• [DOCUMENT SECTION]
Agree there appears a fair deal of complancy in markets atm,
hopefully in this case it's correct.

essentialinvestor
29/1/2020
00:42
Over there in Europe you are gravely underestimating this virus and the affect it will have on the economy in China, if not the world. To suggest a 3p drop in NAV is ludicrous. The country is gradually being shut down indefinitely as will every country it enters. For the moment you are safe over there, but your money invested here is not. Wake up.
andyj
28/1/2020
14:04
That's good. NAV only dropped 3p yesterday. I suppose Chinese stuff is still at last week's price. But that should only be a 3p-4p drop. So NAV effectively is around 350p when China starts trading again, maybe.
aleman
28/1/2020
13:04
So many of our consumer goods are made over there and many firms use just in time supply chains. I wonder if shops will run out of stuff? There must be lots of container ships in transit but Apple for instance fly some (a lot?) of their stuff.
epo001
28/1/2020
11:24
Epidemiologists appear to suggest significant underreporting of China cases.
I've seen ranges between 30,000-200,000 mentioned.
If many of these turn out to be mild and so less likely unaccounted for,
it may be a positive?.

Hopefully this will be a clearer picture next week, with increasing data from
other countries.

China stock market now closed until 03 February.

essentialinvestor
28/1/2020
09:46
Japan down 0.5%. ASX down 1.4%. Chinese ETFs seem to be trading down around 1% after -5% yesterday. NAV looks likely to fall a little further today. I'd guess maybe 344p but it depends how close my 347p guess for yesterday was. Maybe Chinese and Asian income stocks have not been hit so much.

Hong Kong has started restricting transport to mainland China - fewer flights and high speed trains to stop.

aleman
28/1/2020
07:47
Now 106 deaths from 4515 confirmed cases. That's 24 new deaths on 1680 new confirmed cases. That's a marginal rate of 1.43%. Two days ago, the marginal rate was 1.94%. The trend is still improving.
aleman
27/1/2020
16:43
It sounds like Chinese futures and ETFs are down around 4-6% today and HEFL exposure is around 20%. Allow a 2% fall for other Asian markets (several were closed) and it would seem reasonable for HEFL NAV to fall 2.5 to 3%, so maybe 357p down to 347p or thereabouts.

Then see what tomorrow brings.

aleman
27/1/2020
16:19
Back to the 50MA.
skinny
27/1/2020
16:11
Andy, would hope the mortality rate is lower, perhaps due to a number of
unreported or unclassified milder infections, that may be wishful thinking.

essentialinvestor
27/1/2020
14:43
The problem is people are looking at the deaths so far, add in the critically ill and the death rate rises to 20-25%. If one looks at the survival rate it is even more worrying. Just 51 have survived and beaten the virus, out of several thousand. Remember, the virus does not want to kill people quickly.

• [TASKS TO COMPLETE]
1. Answer these questions about the forum thread:
(a) Until what date is the China stock market closed?
(b) How many deaths and how many confirmed cases does the post dated 28/1/2020 at 07:47 report?
(c) According to the final post, how many people have survived and beaten the virus?
2. Translate this sentence from the forum thread into French: "Epidemiologists appear to suggest significant underreporting of China cases."
3. Transcribe the part of the forum thread that starts with "If many of these" and ends with "other countries.".

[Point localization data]
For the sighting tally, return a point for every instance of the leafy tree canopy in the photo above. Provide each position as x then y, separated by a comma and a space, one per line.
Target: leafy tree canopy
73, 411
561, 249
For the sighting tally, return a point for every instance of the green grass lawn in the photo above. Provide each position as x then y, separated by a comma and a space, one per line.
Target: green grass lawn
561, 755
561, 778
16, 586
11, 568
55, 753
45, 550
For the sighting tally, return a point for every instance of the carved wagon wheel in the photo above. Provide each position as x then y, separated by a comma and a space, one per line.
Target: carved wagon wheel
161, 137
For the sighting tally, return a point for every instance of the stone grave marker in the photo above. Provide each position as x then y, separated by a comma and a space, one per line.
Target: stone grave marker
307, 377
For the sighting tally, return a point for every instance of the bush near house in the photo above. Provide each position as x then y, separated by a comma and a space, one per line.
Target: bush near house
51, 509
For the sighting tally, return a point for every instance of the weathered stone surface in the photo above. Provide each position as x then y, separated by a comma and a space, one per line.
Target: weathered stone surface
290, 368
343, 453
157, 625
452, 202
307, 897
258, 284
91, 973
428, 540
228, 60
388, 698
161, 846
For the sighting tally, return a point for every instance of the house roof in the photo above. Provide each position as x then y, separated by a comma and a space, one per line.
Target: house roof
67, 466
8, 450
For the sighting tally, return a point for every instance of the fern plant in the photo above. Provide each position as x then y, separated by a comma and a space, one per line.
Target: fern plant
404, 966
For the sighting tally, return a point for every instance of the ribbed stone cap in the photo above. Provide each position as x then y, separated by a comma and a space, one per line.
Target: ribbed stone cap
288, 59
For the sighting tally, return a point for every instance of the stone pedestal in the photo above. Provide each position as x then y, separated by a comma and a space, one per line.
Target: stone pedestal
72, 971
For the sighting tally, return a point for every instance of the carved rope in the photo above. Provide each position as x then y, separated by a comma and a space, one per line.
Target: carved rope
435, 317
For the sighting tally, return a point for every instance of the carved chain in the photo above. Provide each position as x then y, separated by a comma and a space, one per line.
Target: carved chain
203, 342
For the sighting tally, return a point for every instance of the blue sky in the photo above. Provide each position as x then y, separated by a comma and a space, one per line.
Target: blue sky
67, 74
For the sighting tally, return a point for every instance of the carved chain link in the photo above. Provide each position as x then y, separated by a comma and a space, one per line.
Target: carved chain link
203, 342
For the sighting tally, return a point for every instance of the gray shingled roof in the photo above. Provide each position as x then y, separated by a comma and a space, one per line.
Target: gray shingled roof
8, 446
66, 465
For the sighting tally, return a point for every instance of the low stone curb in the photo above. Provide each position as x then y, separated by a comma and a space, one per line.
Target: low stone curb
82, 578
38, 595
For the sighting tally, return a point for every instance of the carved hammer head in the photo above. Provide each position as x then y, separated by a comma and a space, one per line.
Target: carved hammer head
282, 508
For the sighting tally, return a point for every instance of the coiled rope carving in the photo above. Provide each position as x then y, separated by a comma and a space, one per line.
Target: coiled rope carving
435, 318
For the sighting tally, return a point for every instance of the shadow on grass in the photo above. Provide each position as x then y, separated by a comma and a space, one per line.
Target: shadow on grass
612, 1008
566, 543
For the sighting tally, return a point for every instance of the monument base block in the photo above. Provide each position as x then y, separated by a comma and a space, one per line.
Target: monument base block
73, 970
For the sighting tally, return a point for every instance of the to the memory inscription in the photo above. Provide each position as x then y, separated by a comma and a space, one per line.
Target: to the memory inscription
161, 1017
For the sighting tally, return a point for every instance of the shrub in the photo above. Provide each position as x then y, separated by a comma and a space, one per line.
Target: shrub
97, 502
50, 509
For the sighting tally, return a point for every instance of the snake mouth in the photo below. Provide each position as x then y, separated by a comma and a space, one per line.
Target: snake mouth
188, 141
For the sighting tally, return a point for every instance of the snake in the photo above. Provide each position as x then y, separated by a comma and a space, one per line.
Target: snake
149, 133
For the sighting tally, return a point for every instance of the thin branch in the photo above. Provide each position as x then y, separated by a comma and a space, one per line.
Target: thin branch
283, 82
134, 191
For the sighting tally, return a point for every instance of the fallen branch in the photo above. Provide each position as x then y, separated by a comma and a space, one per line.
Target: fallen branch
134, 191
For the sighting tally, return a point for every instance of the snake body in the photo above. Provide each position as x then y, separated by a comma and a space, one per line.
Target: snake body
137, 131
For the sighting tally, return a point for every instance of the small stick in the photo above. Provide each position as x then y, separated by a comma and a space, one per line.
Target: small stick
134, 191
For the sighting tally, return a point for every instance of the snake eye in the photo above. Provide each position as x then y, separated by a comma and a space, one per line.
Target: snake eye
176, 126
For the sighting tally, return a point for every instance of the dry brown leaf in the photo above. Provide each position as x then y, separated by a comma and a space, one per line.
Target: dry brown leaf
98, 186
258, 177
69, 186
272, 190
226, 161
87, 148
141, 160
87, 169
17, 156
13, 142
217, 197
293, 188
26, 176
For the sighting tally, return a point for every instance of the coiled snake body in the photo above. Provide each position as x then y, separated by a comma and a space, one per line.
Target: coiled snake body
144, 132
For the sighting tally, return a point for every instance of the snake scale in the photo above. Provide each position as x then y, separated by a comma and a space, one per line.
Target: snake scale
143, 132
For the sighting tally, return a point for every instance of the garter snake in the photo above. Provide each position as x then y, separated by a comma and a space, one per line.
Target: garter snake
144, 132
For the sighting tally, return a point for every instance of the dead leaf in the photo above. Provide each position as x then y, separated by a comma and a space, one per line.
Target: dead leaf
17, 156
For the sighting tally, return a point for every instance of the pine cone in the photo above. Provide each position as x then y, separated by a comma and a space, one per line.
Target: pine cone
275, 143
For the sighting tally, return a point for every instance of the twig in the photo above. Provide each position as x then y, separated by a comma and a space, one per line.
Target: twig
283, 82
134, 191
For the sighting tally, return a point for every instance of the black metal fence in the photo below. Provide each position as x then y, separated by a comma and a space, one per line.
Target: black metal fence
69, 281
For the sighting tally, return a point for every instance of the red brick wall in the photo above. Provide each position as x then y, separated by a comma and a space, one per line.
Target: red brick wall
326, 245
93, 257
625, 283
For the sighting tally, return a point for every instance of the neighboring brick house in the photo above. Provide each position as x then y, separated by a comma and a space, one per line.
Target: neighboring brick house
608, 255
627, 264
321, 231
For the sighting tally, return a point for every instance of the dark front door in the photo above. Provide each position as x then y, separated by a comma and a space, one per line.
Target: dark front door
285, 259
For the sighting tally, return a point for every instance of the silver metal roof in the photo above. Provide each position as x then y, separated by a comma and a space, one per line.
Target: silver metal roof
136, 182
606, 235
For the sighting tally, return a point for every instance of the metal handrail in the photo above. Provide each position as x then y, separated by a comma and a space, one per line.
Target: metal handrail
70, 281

• [LIST OF SOLUTIONS]
1.
(a) 03 February.
(b) 106 deaths from 4515 confirmed cases.
(c) 51.

2. Les épidémiologistes semblent indiquer une importante sous-déclaration des cas en Chine.

3.
If many of these turn out to be mild and so less likely unaccounted for,
it may be a positive?.

Hopefully this will be a clearer picture next week, with increasing data from
other countries.